** Your objective **
Transcribe the entries that follow exactly as they appear, minus pictures.

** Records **
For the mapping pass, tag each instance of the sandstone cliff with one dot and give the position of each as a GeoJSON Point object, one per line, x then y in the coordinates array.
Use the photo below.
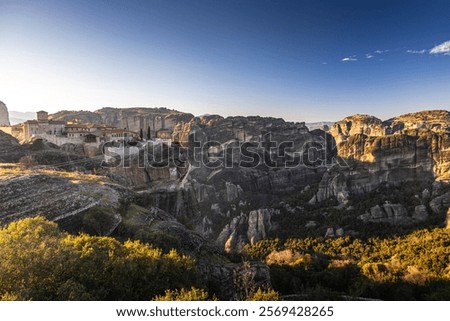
{"type": "Point", "coordinates": [4, 116]}
{"type": "Point", "coordinates": [133, 119]}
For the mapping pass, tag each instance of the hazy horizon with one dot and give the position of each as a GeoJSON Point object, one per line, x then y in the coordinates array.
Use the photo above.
{"type": "Point", "coordinates": [299, 60]}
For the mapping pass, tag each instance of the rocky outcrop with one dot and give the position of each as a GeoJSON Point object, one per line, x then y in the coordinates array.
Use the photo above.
{"type": "Point", "coordinates": [133, 119]}
{"type": "Point", "coordinates": [4, 116]}
{"type": "Point", "coordinates": [412, 147]}
{"type": "Point", "coordinates": [10, 149]}
{"type": "Point", "coordinates": [332, 185]}
{"type": "Point", "coordinates": [355, 125]}
{"type": "Point", "coordinates": [56, 195]}
{"type": "Point", "coordinates": [394, 214]}
{"type": "Point", "coordinates": [440, 203]}
{"type": "Point", "coordinates": [246, 228]}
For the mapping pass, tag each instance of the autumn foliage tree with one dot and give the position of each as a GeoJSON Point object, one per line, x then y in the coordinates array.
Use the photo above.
{"type": "Point", "coordinates": [39, 262]}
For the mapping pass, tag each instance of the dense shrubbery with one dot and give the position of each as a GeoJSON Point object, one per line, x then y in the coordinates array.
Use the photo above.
{"type": "Point", "coordinates": [38, 262]}
{"type": "Point", "coordinates": [414, 266]}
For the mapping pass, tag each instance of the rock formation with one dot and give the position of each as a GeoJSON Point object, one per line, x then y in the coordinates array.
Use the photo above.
{"type": "Point", "coordinates": [4, 116]}
{"type": "Point", "coordinates": [133, 119]}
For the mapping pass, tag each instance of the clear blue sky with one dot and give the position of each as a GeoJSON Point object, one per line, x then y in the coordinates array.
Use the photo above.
{"type": "Point", "coordinates": [300, 60]}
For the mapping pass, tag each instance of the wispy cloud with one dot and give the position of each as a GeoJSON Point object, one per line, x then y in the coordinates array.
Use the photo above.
{"type": "Point", "coordinates": [443, 48]}
{"type": "Point", "coordinates": [351, 58]}
{"type": "Point", "coordinates": [418, 52]}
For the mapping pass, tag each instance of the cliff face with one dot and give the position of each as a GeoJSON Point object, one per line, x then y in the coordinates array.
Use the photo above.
{"type": "Point", "coordinates": [412, 147]}
{"type": "Point", "coordinates": [213, 189]}
{"type": "Point", "coordinates": [4, 116]}
{"type": "Point", "coordinates": [133, 119]}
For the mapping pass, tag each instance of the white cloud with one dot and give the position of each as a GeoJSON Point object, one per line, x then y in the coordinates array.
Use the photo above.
{"type": "Point", "coordinates": [443, 48]}
{"type": "Point", "coordinates": [419, 52]}
{"type": "Point", "coordinates": [351, 58]}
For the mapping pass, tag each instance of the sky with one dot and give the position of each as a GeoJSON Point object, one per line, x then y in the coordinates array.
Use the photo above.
{"type": "Point", "coordinates": [305, 60]}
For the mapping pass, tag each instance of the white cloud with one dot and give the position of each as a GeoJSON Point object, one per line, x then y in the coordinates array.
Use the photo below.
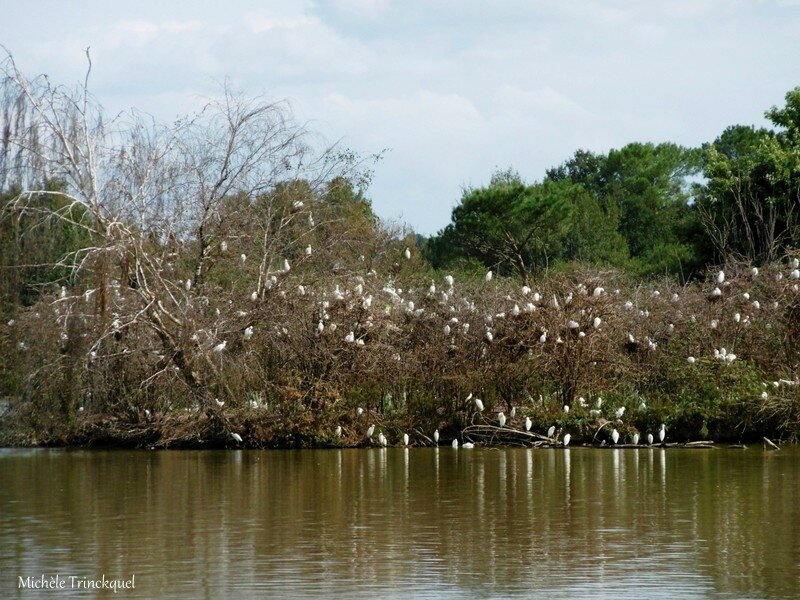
{"type": "Point", "coordinates": [362, 9]}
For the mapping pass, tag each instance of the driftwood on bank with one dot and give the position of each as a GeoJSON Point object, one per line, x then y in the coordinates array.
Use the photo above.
{"type": "Point", "coordinates": [493, 435]}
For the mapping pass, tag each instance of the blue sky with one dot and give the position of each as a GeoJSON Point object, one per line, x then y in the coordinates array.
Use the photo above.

** Output for this exercise **
For the mapping pass, tag each instance of the sandstone cliff with one dot and give the position of each as a GeoJSON Point object, one per line, x then y in the coordinates array.
Use the photo below.
{"type": "Point", "coordinates": [4, 116]}
{"type": "Point", "coordinates": [133, 119]}
For the mapping pass, tag each instance of the hazy horizon with one dot and give the position of each as a GeoJSON Point object, one per line, x then y in the coordinates array.
Use the photo above.
{"type": "Point", "coordinates": [299, 60]}
For the mapping pass, tag each instance of the rocky outcrop with one dot and give the position of each as a GeoJSON Point object, one per line, x then y in the coordinates array.
Use the photo above.
{"type": "Point", "coordinates": [133, 119]}
{"type": "Point", "coordinates": [4, 116]}
{"type": "Point", "coordinates": [412, 147]}
{"type": "Point", "coordinates": [10, 149]}
{"type": "Point", "coordinates": [332, 185]}
{"type": "Point", "coordinates": [355, 125]}
{"type": "Point", "coordinates": [56, 195]}
{"type": "Point", "coordinates": [394, 214]}
{"type": "Point", "coordinates": [440, 203]}
{"type": "Point", "coordinates": [246, 228]}
For the mapping pass, tag each instance of the autumn foliage tree with one dot and give the position of each as a GeoJSON Point object, one per line, x then y in the coordinates array.
Use the photo above.
{"type": "Point", "coordinates": [39, 262]}
For the mapping pass, tag each instance of the dense shrubbery with one dot and give the position of each as a GeoJSON Point object, one per line, x then y in the coordinates array.
Use the photo above.
{"type": "Point", "coordinates": [38, 262]}
{"type": "Point", "coordinates": [414, 266]}
For the mapping pass, tag each instance of the rock formation with one dot and give the position of each as a GeoJSON Point object, one per line, x then y in the coordinates array.
Use the photo above.
{"type": "Point", "coordinates": [4, 116]}
{"type": "Point", "coordinates": [133, 119]}
For the mapping pass, tag each instance of the clear blue sky with one dot and give the position of each as a GeoJSON Point object, one per line, x then y in the coordinates array.
Use the photo above.
{"type": "Point", "coordinates": [300, 60]}
For the mapping pass, tag each instance of the wispy cloud with one dot and give the position of each as a GeoJSON Point object, one per line, x then y in the coordinates array.
Use the photo above.
{"type": "Point", "coordinates": [443, 48]}
{"type": "Point", "coordinates": [351, 58]}
{"type": "Point", "coordinates": [418, 52]}
For the mapping pass, tag each instance of the cliff face with one dot and give the position of each as a GeoJSON Point object, one per line, x then y in the coordinates array.
Use the photo above.
{"type": "Point", "coordinates": [412, 147]}
{"type": "Point", "coordinates": [213, 189]}
{"type": "Point", "coordinates": [4, 116]}
{"type": "Point", "coordinates": [133, 119]}
For the mapping pass, tag each instance of the white cloud with one dot and give the position of each as a GeoJSON Point object, one per line, x then y in the coordinates array.
Use the photo above.
{"type": "Point", "coordinates": [443, 48]}
{"type": "Point", "coordinates": [419, 52]}
{"type": "Point", "coordinates": [351, 58]}
For the mapping pass, tag each instance of the sky with one dot and give the position of each as a GeoJSON Point object, one per line, x then y in the coordinates array.
Use the photo above.
{"type": "Point", "coordinates": [305, 60]}
For the mapping pass, tag each instance of the white cloud with one dot and give the position of each as a GeoJSON Point object, one per line, x then y in the coordinates array.
Use the photo below.
{"type": "Point", "coordinates": [362, 9]}
For the mapping pass, tag each instance of the driftwood on bank with one dot and give the position of each as a GeoJSON Point object, one per line, x then y in the coordinates array.
Use the photo above.
{"type": "Point", "coordinates": [493, 435]}
For the mapping pass, tag each instance of the blue sky with one dot and give the position of each as a GeoJSON Point object, one per line, x then y in the coordinates array.
Use the photo above.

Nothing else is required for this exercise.